EXERCISE PROMPT
Can you output everything in the material from the line containing "pixel 76 382." down to the line containing "pixel 603 171", both lines included, as a JSON list of strings with one string per line and blank lines left out? Give only those lines.

STORED DATA
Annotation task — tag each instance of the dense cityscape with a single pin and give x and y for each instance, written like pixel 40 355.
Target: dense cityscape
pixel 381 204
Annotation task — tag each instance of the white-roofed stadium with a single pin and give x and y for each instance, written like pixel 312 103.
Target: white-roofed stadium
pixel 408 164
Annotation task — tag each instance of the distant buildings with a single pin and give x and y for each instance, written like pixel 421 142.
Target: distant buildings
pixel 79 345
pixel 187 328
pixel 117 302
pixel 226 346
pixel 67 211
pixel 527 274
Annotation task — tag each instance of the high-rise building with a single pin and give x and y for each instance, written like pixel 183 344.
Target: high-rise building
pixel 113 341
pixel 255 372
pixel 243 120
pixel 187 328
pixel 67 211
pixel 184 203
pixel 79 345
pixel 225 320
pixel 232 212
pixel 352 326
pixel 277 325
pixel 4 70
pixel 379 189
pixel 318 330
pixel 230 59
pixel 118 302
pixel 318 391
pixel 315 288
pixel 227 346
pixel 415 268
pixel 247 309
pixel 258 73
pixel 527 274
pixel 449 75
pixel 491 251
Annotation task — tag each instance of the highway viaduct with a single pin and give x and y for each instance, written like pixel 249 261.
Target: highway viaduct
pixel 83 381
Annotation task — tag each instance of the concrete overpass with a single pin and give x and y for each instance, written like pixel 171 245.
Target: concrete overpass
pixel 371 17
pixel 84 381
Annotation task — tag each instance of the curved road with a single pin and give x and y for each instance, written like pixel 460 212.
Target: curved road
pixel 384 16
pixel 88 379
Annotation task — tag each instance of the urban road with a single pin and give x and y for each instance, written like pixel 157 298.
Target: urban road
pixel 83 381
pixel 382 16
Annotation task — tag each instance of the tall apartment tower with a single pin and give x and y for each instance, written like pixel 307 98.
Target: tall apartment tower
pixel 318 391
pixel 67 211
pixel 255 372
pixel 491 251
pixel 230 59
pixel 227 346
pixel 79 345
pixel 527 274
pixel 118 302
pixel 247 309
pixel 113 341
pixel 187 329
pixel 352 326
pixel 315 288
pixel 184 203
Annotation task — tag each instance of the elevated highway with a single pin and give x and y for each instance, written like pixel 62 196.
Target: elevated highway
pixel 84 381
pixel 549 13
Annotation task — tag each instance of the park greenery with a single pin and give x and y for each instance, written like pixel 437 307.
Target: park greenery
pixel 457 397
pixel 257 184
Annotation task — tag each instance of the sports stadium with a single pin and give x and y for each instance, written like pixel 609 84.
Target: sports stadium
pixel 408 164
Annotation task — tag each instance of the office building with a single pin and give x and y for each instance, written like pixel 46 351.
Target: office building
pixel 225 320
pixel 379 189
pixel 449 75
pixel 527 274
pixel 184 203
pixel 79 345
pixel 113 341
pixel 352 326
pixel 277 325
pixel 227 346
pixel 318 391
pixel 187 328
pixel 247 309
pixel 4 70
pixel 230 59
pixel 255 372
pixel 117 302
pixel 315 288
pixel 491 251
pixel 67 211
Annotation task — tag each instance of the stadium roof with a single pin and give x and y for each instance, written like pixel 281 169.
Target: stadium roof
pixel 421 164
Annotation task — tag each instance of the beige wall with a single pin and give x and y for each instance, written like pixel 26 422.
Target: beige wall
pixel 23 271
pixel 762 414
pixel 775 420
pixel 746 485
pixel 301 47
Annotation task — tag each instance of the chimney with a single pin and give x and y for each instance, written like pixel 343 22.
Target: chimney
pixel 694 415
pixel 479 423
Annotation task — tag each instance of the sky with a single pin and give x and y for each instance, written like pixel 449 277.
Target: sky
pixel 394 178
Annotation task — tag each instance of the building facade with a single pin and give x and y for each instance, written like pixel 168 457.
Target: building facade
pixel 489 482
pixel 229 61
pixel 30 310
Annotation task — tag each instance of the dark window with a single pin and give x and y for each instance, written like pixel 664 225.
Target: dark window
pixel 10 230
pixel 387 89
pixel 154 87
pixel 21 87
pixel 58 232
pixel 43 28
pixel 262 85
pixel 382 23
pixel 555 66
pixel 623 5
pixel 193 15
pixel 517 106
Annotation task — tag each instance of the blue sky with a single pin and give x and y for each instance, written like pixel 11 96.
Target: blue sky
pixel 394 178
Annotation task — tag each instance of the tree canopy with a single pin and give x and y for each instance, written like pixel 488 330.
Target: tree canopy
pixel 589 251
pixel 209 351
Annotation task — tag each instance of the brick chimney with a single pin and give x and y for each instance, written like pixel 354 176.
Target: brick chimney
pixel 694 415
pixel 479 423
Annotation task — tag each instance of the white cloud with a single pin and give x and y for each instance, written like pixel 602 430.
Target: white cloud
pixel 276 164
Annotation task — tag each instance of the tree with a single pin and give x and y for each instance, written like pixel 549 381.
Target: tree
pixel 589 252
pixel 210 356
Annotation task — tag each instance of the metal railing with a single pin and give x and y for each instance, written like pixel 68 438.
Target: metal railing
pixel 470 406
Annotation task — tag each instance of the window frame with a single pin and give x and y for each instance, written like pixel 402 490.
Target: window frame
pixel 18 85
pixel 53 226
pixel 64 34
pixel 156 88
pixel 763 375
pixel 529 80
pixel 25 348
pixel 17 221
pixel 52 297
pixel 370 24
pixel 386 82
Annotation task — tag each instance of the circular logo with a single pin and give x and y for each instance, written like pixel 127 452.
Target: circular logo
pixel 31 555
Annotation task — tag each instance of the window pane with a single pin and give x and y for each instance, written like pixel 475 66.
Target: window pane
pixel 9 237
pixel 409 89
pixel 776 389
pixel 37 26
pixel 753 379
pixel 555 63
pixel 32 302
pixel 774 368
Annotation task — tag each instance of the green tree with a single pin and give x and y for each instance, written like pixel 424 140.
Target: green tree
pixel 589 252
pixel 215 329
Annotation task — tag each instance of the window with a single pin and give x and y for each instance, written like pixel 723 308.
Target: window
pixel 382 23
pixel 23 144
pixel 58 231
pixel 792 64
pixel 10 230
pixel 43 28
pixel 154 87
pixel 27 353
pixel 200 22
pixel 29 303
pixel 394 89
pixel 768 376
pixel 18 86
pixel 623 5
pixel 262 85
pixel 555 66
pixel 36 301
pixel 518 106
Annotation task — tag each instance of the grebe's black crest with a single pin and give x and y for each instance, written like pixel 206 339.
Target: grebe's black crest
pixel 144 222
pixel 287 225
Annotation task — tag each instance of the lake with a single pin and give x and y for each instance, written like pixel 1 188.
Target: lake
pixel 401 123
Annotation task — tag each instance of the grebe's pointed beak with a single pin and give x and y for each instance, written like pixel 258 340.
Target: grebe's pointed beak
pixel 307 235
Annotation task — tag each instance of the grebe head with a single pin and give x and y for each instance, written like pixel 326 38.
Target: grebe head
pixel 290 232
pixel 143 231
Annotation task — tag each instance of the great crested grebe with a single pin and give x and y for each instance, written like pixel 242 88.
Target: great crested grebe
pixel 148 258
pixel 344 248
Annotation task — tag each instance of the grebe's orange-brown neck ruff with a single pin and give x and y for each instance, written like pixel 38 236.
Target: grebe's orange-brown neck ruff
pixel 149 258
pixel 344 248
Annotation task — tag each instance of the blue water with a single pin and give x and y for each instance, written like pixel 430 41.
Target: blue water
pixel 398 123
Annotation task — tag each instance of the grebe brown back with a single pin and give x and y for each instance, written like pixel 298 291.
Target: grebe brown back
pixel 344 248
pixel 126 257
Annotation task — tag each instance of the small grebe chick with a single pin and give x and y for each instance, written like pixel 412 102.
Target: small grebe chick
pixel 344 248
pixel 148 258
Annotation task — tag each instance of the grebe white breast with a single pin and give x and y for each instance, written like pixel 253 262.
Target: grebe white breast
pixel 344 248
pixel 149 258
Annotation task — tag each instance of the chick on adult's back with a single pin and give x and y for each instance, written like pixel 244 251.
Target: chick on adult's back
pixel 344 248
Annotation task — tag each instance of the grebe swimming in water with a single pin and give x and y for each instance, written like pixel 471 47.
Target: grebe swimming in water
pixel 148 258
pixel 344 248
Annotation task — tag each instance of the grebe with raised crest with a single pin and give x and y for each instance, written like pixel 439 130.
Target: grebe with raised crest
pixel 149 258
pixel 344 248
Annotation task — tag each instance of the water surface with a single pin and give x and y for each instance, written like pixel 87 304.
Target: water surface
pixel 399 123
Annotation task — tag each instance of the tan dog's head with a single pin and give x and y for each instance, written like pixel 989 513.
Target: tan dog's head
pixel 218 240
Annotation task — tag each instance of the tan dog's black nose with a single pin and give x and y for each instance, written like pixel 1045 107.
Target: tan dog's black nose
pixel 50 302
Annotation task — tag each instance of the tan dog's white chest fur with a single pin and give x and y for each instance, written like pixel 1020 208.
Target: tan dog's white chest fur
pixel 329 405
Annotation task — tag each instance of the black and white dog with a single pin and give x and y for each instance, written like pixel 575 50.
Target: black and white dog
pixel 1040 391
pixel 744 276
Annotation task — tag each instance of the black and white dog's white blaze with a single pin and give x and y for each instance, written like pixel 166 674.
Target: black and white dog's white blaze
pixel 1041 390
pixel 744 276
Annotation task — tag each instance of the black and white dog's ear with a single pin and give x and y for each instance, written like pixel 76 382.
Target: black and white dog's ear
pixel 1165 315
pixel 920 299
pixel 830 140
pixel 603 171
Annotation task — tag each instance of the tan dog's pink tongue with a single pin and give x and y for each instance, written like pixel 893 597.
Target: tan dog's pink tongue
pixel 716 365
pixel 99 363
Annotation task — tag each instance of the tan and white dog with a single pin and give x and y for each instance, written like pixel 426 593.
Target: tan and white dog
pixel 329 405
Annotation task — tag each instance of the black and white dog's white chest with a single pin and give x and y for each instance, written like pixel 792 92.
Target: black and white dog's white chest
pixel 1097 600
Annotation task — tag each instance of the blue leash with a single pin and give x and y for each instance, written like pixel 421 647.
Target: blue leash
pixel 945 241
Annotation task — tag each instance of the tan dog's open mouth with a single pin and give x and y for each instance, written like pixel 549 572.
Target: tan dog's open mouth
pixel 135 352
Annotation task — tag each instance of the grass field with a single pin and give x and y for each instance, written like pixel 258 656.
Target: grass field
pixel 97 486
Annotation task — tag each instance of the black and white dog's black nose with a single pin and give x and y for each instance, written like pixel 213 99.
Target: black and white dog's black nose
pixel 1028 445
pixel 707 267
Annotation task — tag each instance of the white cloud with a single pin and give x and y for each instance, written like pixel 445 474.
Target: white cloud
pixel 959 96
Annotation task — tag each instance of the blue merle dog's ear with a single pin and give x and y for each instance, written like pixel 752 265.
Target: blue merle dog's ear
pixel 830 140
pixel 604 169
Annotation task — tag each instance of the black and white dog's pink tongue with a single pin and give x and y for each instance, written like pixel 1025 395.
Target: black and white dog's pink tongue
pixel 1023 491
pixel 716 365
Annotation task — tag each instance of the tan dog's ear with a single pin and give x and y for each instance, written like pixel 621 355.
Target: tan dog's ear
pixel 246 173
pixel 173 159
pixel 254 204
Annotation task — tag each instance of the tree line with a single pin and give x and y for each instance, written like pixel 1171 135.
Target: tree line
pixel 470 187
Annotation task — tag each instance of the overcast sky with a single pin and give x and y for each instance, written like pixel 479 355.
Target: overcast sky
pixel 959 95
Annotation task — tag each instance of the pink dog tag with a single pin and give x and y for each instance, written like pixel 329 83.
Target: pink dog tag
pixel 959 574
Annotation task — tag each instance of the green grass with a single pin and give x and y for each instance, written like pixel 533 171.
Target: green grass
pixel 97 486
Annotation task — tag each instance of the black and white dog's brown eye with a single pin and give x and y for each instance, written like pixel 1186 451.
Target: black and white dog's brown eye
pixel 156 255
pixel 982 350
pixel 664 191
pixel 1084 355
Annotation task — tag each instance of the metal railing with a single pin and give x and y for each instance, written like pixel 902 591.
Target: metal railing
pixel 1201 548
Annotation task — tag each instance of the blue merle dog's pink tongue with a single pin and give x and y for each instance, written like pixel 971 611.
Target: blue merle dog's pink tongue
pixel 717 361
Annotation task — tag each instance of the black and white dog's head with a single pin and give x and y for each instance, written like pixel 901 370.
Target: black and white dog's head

CORRECT ANSWER
[
  "Annotation task — tag each instance of the black and white dog's ear with a single pin and give x and y for each instance, written like pixel 76 382.",
  "Target: black and white dog's ear",
  "pixel 1165 315",
  "pixel 920 299",
  "pixel 830 140",
  "pixel 603 171"
]